- _Short task_: Every record that follows should be printed verbatim.

- _Exercise input_:
— Start —

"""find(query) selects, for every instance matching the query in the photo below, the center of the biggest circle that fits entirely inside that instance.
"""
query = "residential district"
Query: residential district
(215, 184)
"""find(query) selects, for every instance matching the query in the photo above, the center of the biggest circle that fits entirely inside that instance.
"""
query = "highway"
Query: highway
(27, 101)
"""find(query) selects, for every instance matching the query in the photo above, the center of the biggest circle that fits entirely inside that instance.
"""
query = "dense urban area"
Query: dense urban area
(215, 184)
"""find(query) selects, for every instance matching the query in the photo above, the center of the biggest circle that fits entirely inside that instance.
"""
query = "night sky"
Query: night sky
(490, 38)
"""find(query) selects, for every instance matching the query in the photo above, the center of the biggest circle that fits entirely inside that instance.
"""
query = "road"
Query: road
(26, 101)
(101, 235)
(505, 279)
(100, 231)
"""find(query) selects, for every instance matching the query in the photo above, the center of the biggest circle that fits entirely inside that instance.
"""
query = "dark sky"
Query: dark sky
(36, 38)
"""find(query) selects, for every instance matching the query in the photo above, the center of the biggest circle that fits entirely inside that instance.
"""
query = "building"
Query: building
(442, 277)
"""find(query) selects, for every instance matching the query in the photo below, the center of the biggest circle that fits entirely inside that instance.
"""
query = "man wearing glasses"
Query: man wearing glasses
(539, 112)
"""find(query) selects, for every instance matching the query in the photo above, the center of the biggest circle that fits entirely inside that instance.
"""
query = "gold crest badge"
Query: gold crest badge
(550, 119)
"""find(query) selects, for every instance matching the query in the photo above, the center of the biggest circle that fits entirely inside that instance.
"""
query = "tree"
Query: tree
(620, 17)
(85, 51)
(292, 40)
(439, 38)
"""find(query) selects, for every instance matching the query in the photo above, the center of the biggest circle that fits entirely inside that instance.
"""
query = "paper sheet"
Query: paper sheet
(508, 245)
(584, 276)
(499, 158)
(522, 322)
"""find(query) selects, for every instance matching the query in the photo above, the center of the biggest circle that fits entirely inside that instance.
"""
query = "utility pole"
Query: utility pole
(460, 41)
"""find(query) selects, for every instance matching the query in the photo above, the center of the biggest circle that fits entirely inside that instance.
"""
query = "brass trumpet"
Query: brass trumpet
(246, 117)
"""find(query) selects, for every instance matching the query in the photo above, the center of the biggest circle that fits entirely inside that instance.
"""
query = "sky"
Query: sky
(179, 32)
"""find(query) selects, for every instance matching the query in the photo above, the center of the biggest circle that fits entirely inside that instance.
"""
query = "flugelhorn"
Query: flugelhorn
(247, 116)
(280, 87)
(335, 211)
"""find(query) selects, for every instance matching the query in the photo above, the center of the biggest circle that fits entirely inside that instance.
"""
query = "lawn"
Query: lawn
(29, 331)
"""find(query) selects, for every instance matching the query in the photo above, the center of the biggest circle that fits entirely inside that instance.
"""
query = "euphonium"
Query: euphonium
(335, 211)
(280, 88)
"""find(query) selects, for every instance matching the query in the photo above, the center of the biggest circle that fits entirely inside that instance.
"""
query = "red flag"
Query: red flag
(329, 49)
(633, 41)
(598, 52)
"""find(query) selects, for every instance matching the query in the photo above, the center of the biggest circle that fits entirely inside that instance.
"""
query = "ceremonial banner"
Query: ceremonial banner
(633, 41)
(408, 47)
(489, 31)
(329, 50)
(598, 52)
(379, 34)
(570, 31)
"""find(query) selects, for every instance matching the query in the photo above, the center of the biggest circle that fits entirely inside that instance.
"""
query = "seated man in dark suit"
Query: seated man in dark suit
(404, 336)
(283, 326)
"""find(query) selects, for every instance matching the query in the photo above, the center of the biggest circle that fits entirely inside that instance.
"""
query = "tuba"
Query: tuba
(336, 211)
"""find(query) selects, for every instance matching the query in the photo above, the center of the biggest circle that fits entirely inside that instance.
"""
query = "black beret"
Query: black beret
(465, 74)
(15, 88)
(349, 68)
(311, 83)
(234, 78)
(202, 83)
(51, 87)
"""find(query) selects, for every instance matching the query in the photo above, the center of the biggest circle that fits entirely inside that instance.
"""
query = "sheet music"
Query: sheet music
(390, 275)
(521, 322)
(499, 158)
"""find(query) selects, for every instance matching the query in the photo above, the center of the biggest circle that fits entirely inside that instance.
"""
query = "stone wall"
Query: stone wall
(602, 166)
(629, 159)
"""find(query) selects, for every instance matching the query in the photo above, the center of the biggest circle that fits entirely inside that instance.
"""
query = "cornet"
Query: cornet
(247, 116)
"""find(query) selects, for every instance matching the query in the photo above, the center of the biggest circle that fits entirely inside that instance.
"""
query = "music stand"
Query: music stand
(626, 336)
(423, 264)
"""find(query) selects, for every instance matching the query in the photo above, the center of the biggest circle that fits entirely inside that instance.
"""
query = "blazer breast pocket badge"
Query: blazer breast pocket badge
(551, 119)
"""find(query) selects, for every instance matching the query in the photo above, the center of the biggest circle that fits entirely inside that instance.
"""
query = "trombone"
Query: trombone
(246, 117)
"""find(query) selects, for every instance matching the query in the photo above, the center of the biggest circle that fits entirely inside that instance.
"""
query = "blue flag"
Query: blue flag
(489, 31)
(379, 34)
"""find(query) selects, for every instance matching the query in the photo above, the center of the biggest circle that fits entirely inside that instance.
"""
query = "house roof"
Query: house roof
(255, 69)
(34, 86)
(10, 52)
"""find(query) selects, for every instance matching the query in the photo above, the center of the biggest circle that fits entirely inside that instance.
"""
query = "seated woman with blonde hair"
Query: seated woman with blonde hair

— End —

- _Written response_:
"""find(query) selects, for every instance matching the query in the photo below, the center of the biggest circle that fits entirely inside that instance.
"""
query = "residential district"
Query: residential district
(215, 184)
"""find(query) selects, for every instance matching the query in the photo above, the center of the biggest circle that fits entirely inside that instance.
"""
query = "highway"
Query: highway
(27, 101)
"""find(query) selects, for every instance matching the query in the photo above, the center of the biggest circle that fits entirely inside that instance.
"""
query = "dense urban area"
Query: dense urban area
(215, 184)
"""find(query) selects, for every instance matching the query in the photo above, the center of the biggest circle that fits entirely inside that instance.
"""
query = "night sky"
Query: night sky
(490, 38)
"""find(query) selects, for every instance matching the query in the photo above, the center of the biggest circle that fits entirely inside that instance.
"""
query = "road"
Query: road
(26, 101)
(101, 235)
(505, 279)
(100, 231)
"""find(query) selects, for every instance matching the query in the photo above, the center of the biggest circle that fits entirely inside that instance.
"""
query = "dark sky"
Query: dark sky
(36, 38)
"""find(query) selects, for every instance matching the query in the photo above, the center of the biggest circle that fits entirely inside that instance.
"""
query = "building"
Query: building
(442, 277)
"""find(query) selects, for every instance matching the query in the photo below, the center of the biggest circle that fits entirely inside that instance.
"""
query = "man wearing glasses"
Query: man wearing glasses
(539, 112)
"""find(query) selects, for every instance matching the query in the photo above, the center of the biggest circle that fits entirely inside that instance.
"""
query = "gold crest badge"
Query: gold crest badge
(550, 119)
"""find(query) selects, for every instance matching the query in the photo above, the center of the biggest circle that fits entirely inside that instance.
"""
query = "tree"
Query: tree
(620, 17)
(85, 51)
(292, 40)
(439, 38)
"""find(query) selects, for every instance matching the query in the photo above, the center of the biggest circle that fits entirely inside that instance.
"""
query = "paper sheet"
Query: paper sheet
(508, 245)
(584, 276)
(499, 158)
(522, 322)
"""find(query) selects, for every instance matching the query in the photo above, the center of the biggest circle that fits entirely inside that instance.
"""
query = "utility pole"
Query: utility pole
(460, 41)
"""find(query) selects, for every instance matching the query in the photo above, the center of the biggest circle that fits entirely inside that instance.
"""
query = "brass trumpet"
Query: brass trumpet
(246, 117)
"""find(query) selects, for every instance matching the query in the photo above, the center of the biggest circle that fits entirely inside that instance.
"""
query = "sky"
Query: sky
(179, 32)
"""find(query) selects, for every instance matching the query in the photo above, the center of the biggest circle that fits entirely inside that instance.
"""
query = "flugelhorn"
Query: flugelhorn
(247, 116)
(280, 87)
(335, 211)
"""find(query) selects, for every instance matching the query in the photo above, the center of the biggest circle that fits entirely inside that instance.
"""
query = "lawn"
Query: lawn
(29, 331)
"""find(query) selects, for every instance matching the query in the photo above, the center of the biggest circle that fits entirely inside that instance.
"""
query = "euphonium"
Query: euphonium
(335, 211)
(280, 88)
"""find(query) selects, for every instance matching the query in the photo above, the center of the biggest circle that fits entirely inside that instance.
"""
query = "red flag"
Query: red flag
(329, 49)
(633, 41)
(598, 52)
"""find(query) selects, for every instance matching the query in the photo above, the center of the biggest circle that fits entirely inside that instance.
"""
query = "ceremonial banner"
Query: ceremonial banner
(633, 41)
(408, 47)
(489, 31)
(329, 50)
(598, 52)
(379, 34)
(570, 31)
"""find(query) selects, for every instance matching the query in the photo above, the center of the biggest circle that fits entirely inside that instance.
"""
query = "seated man in dark suit"
Query: seated man in dark suit
(404, 336)
(283, 326)
"""find(query) selects, for every instance matching the query in the photo above, the center of the biggest circle that fits entirely inside that instance.
"""
query = "tuba"
Query: tuba
(336, 211)
"""find(query) selects, for every instance matching the query in the photo above, the center of the biggest circle that fits entirely inside that instance.
"""
query = "black beret"
Query: black beret
(465, 74)
(15, 88)
(349, 68)
(311, 83)
(234, 78)
(202, 83)
(51, 87)
"""find(query) selects, for every instance matching the query in the photo above, the center of the biggest circle that fits entirely inside that instance.
"""
query = "sheet music"
Query: sheet music
(390, 275)
(521, 322)
(499, 158)
"""find(query) selects, for every instance matching the query in the photo above, the center of the biggest circle that fits entirely inside that instance.
"""
query = "stone wall"
Query: stone wall
(602, 166)
(629, 159)
"""find(query) selects, for every instance matching the query in the photo above, the center of the biggest circle that fits entirely inside that instance.
"""
query = "cornet"
Query: cornet
(247, 116)
"""find(query) selects, for every instance matching the query in the photo above, the center of the biggest circle that fits entirely inside that instance.
"""
query = "music stand"
Query: music stand
(626, 336)
(423, 264)
"""find(query) selects, for every instance matching the query in the photo above, the center of the biggest circle that fits entirely inside that instance.
"""
query = "blazer breast pocket badge"
Query: blazer breast pocket badge
(551, 119)
"""find(query) selects, for every instance matching the query in the photo above, the center of the biggest circle that fits entirely inside that instance.
"""
query = "trombone"
Query: trombone
(246, 117)
"""find(query) selects, for every instance matching the query in the photo above, the center of the biggest circle that fits entirely inside that instance.
"""
query = "blue flag"
Query: blue flag
(489, 31)
(379, 34)
"""find(query) selects, for every instance matching the query in the photo above, the center of the biggest circle that fits entirely inside that instance.
"""
query = "house roof"
Query: house roof
(255, 69)
(34, 86)
(10, 52)
"""find(query) selects, for every instance matching the query in the photo above, the center of the biggest circle that fits entirely inside that instance.
"""
query = "seated woman with blonde hair"
Query: seated woman with blonde hair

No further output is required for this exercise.